Directions for this task: The answer must be an exact copy of the records below, with every picture left out.
═══
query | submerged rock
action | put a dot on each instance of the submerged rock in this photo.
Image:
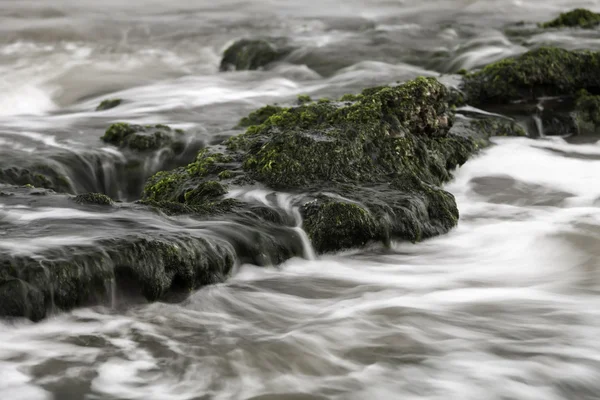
(579, 17)
(125, 253)
(93, 198)
(44, 176)
(144, 138)
(361, 169)
(383, 152)
(587, 113)
(259, 116)
(546, 71)
(108, 104)
(251, 54)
═══
Response below:
query | submerged rock
action | put a dot on each instance of the submerged rock in this photo.
Image:
(579, 17)
(125, 253)
(93, 198)
(44, 176)
(144, 138)
(361, 169)
(383, 152)
(587, 113)
(259, 116)
(546, 71)
(108, 104)
(251, 54)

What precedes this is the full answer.